**Tugas yang dikerjakan:**
Teruskan teks tentang hewan kurban di bawah ini, mulai setelah kalimat terakhirnya.

**Teks bacaan:**

Inilah empat keadaan hewan yang secara nash disebutkan dalam hadits tersebut tentang larangan menjadikannya sebagai hewan kurban. Para ulama juga berpendapat yang demikian. Al-Imam Ibnu Qudamah Al-Maqdisi di dalam kitab Al Mughni mengatakan: “Kami tidak mengetahui adanya perbedaan pendapat tentang tidak terpenuhinya kriteria binatang yang demikian kondisinya sebagai hewan kurban. -Selesai penukilan-.

Catatan penempatan titik:
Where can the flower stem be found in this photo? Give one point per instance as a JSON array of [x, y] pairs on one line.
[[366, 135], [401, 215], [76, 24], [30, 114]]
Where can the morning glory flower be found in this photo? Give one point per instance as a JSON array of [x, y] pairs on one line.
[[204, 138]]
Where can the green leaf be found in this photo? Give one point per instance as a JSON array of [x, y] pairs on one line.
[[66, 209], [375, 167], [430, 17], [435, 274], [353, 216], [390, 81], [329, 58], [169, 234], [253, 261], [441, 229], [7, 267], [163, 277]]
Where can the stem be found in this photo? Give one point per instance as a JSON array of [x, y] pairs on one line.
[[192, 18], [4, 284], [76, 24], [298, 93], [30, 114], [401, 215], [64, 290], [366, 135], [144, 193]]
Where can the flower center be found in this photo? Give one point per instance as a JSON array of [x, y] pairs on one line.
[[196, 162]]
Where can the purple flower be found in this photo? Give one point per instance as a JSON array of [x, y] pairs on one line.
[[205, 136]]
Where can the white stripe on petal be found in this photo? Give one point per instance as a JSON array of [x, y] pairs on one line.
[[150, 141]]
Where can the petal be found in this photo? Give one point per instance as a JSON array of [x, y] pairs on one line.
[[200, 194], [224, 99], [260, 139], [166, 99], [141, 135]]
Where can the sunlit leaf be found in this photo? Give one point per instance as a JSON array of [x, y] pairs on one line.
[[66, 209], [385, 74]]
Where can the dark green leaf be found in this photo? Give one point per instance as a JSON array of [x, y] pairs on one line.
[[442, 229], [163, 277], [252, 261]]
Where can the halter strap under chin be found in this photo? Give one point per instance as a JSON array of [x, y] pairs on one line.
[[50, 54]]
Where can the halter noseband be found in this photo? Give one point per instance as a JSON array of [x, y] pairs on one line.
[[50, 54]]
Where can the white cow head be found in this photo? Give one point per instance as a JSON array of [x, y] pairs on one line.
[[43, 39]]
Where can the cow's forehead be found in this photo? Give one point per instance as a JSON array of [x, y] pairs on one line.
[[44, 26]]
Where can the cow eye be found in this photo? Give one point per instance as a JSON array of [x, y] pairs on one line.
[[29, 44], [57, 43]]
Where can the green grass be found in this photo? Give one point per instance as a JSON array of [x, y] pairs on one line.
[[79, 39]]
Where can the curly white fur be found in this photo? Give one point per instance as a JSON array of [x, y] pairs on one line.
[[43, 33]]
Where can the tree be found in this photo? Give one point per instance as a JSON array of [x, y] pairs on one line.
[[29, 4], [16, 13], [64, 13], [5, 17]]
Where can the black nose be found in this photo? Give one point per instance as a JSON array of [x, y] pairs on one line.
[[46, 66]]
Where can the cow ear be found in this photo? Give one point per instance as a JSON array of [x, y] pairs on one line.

**Jawaban latihan:**
Termasuk juga hewan yang tidak boleh dijadikan kurban adalah jika kondisinya semakna (seperti) dengan empat keadaan di atas atau bahkan yang lebih parah dari itu, sehingga masuk dalam kategori ini adalah:

 

Yang mengalami kebutaan, yaitu yang tidak bisa melihat dengan matanya, ini lebih layak untuk tidak memenuhi kriteria hewan kurban karena kondisinya lebih parah daripada yang rusak matanya dan jelas kerusakannya. Adapun yang menderita rabun senja yang bisa melihat hanya pada waktu siang dan tidak bisa melihat pada malam hari, maka madzhab Asy-Syafi’i menyakakan bahwa itu sudah mencukupi kriteria karena yang demikian tidak tergolong hewan yang rusak matanya dan jelas kerusakannya, dan tidak pula termasuk yang buta terus menerus sehingga mempengaruhi penggembalaan dan perkembangbiakannya. Akan tetapi hewan yang tidak menderita seperti itu lebih baik.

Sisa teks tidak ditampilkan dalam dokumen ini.